REQUIREMENTS
Render the entries as a two-column CSV with the headers entry_text and answer, one row per entry, with each value in a single quoted field and line breaks replaced by spaces. Include only the entries beginning with the line containing "kamehameha using the picture above." and continuing through the line containing "(1100, 804)".

RECORDS FOR THIS EXERCISE
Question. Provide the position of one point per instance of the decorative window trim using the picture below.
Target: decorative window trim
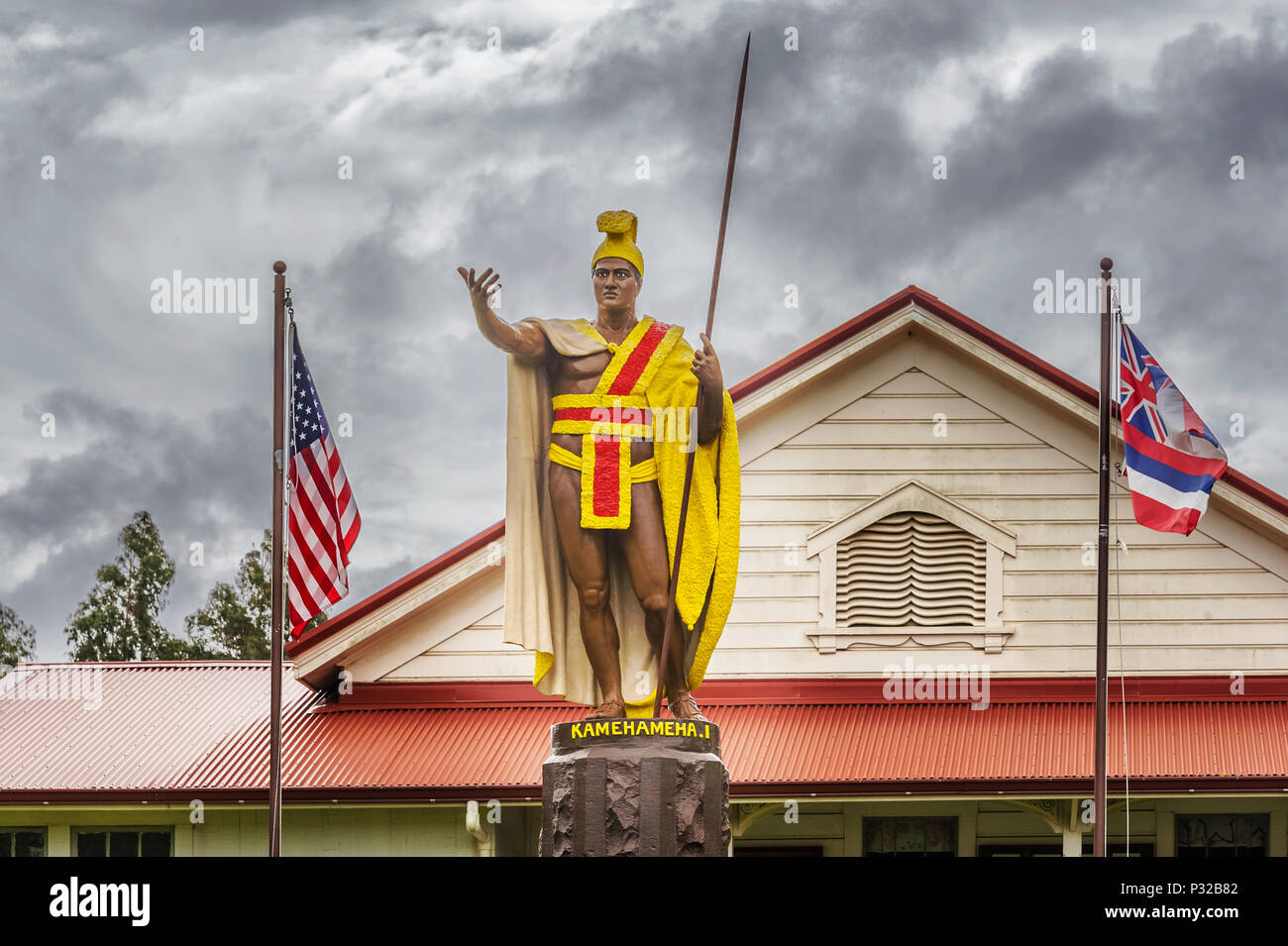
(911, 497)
--
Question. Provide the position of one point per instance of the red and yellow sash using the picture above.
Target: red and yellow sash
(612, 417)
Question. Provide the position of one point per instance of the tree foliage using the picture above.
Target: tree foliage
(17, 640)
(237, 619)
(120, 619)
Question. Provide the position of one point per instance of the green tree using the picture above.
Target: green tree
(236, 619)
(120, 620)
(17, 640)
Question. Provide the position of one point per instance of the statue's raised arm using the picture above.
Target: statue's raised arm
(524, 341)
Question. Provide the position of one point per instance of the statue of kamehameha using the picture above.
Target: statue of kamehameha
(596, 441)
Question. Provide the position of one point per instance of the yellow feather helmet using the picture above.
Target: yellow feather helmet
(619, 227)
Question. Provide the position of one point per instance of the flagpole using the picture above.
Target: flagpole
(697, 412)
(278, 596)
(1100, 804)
==
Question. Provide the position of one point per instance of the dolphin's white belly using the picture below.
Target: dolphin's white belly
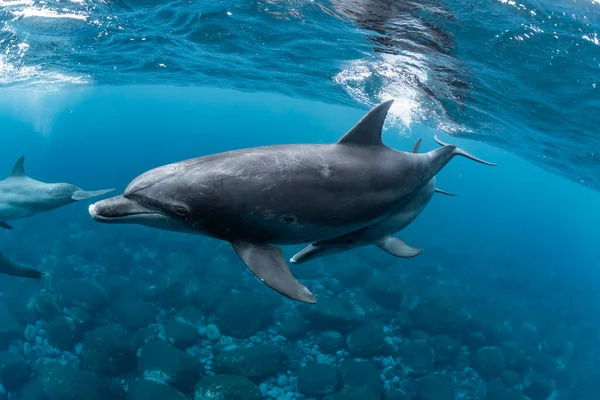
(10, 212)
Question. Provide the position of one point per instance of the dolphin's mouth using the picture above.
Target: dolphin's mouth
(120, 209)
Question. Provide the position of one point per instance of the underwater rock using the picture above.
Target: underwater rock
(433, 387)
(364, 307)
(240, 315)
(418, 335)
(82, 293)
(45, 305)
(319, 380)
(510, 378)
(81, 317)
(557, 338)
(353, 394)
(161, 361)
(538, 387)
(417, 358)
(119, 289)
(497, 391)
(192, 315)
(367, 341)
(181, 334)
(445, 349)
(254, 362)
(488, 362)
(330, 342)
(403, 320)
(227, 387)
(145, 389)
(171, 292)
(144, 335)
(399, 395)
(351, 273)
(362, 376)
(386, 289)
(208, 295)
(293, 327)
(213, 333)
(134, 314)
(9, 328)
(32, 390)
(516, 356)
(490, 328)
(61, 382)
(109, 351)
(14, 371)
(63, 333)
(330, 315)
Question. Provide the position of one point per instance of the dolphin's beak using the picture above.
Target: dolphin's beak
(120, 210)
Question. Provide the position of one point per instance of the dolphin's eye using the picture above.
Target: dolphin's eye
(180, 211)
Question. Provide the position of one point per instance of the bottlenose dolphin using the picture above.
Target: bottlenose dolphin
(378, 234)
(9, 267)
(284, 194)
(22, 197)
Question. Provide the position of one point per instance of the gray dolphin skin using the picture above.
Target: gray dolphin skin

ANSWER TO THIS PROBLEM
entry_text,answer
"Question. Provide the position of one point per instance of the statue of kamehameha using the picture above. Target: statue of kamehameha","(596, 441)"
"Question. Provide the position of one point per instance of the yellow feather helmet using the picture above. Target: yellow feather helmet","(619, 227)"
"Question. Provide the position of one point per instance of the flagpole using the picture above. Target: flagpole","(697, 412) (278, 596) (1100, 804)"